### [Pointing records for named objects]
»»
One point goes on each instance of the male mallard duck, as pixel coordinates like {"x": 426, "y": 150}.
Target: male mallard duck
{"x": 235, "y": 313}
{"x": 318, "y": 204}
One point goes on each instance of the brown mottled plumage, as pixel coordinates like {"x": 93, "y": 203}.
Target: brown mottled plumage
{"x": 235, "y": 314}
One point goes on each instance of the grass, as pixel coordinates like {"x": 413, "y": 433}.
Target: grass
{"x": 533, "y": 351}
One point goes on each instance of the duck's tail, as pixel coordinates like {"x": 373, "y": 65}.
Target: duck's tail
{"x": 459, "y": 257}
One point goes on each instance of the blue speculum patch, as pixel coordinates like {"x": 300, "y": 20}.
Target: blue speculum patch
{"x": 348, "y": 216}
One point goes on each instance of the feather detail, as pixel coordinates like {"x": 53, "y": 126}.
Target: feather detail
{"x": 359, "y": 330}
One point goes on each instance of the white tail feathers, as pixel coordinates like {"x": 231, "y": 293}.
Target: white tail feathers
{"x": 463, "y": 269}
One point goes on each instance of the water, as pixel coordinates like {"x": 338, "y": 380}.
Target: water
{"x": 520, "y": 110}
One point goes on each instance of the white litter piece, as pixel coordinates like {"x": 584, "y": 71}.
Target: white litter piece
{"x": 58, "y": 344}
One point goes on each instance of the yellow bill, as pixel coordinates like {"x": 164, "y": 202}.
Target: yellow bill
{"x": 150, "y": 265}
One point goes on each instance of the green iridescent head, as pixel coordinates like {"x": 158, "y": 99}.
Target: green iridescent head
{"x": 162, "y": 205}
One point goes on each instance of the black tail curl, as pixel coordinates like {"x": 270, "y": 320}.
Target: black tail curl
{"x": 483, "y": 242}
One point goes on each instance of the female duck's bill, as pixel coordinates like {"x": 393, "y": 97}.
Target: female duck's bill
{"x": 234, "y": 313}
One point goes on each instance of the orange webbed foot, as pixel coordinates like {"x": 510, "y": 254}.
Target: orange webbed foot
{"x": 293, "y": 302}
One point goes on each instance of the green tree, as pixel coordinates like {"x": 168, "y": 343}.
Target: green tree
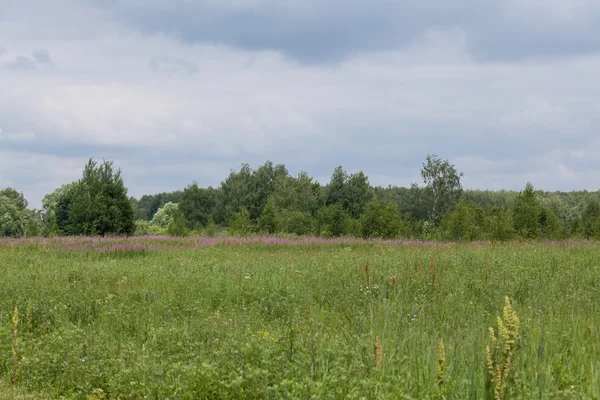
{"x": 527, "y": 212}
{"x": 177, "y": 226}
{"x": 331, "y": 221}
{"x": 551, "y": 226}
{"x": 241, "y": 223}
{"x": 498, "y": 224}
{"x": 357, "y": 194}
{"x": 269, "y": 220}
{"x": 13, "y": 219}
{"x": 464, "y": 222}
{"x": 443, "y": 187}
{"x": 167, "y": 213}
{"x": 99, "y": 203}
{"x": 18, "y": 199}
{"x": 300, "y": 223}
{"x": 382, "y": 219}
{"x": 197, "y": 204}
{"x": 589, "y": 217}
{"x": 336, "y": 188}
««
### [Exercise]
Reproduce all of the material above word for word, omitting the pictures.

### [Written solution]
One point goes on each instance of the male mallard duck, as pixel coordinates like {"x": 426, "y": 150}.
Target: male mallard duck
{"x": 235, "y": 313}
{"x": 318, "y": 204}
One point goes on each instance of the brown mottled plumage, as pixel coordinates like {"x": 93, "y": 203}.
Target: brown mottled plumage
{"x": 235, "y": 314}
One point goes on each instance of the grass, as pixel coordinates like {"x": 413, "y": 433}.
Target: grass
{"x": 533, "y": 351}
One point goes on each instance of the duck's tail, as pixel coordinates like {"x": 373, "y": 65}.
Target: duck's tail
{"x": 459, "y": 257}
One point goes on each instance of the blue speculum patch, as pixel coordinates like {"x": 300, "y": 20}.
Target: blue speculum patch
{"x": 348, "y": 216}
One point goes on each instance of the feather detail, as pixel coordinates like {"x": 53, "y": 126}.
Target: feather detail
{"x": 359, "y": 330}
One point goes on each instance of the white tail feathers, as pixel coordinates like {"x": 231, "y": 293}.
Target: white tail feathers
{"x": 463, "y": 269}
One point goes on each instance of the water, as pixel coordinates like {"x": 338, "y": 380}.
Target: water
{"x": 520, "y": 110}
One point goes on each instance of the white litter piece, as pixel coordinates like {"x": 584, "y": 71}.
Target: white litter piece
{"x": 58, "y": 344}
One point goes on each instance of the yellow bill, as pixel coordinates like {"x": 164, "y": 202}.
Target: yellow bill
{"x": 150, "y": 265}
One point goes on each instance of the green iridescent head, as pixel coordinates like {"x": 158, "y": 99}.
Target: green iridescent head
{"x": 162, "y": 205}
One point goes on each instance of the black tail curl, as pixel coordinates like {"x": 270, "y": 320}.
Target: black tail curl
{"x": 483, "y": 242}
One point goes on each instance of the female duck's bill, as pixel coordinates like {"x": 393, "y": 97}.
Target: female duck's bill
{"x": 234, "y": 313}
One point goes on each instance of the orange webbed foot, as pixel coordinates like {"x": 510, "y": 254}.
Target: orange webbed foot
{"x": 293, "y": 302}
One point goes on each instance of the green tree, as pixel coordinates like {"x": 168, "y": 343}.
Target: green tree
{"x": 527, "y": 212}
{"x": 177, "y": 226}
{"x": 331, "y": 221}
{"x": 551, "y": 226}
{"x": 241, "y": 223}
{"x": 498, "y": 224}
{"x": 357, "y": 194}
{"x": 269, "y": 220}
{"x": 13, "y": 219}
{"x": 464, "y": 222}
{"x": 443, "y": 187}
{"x": 167, "y": 213}
{"x": 99, "y": 203}
{"x": 18, "y": 199}
{"x": 300, "y": 223}
{"x": 382, "y": 219}
{"x": 197, "y": 204}
{"x": 589, "y": 217}
{"x": 336, "y": 188}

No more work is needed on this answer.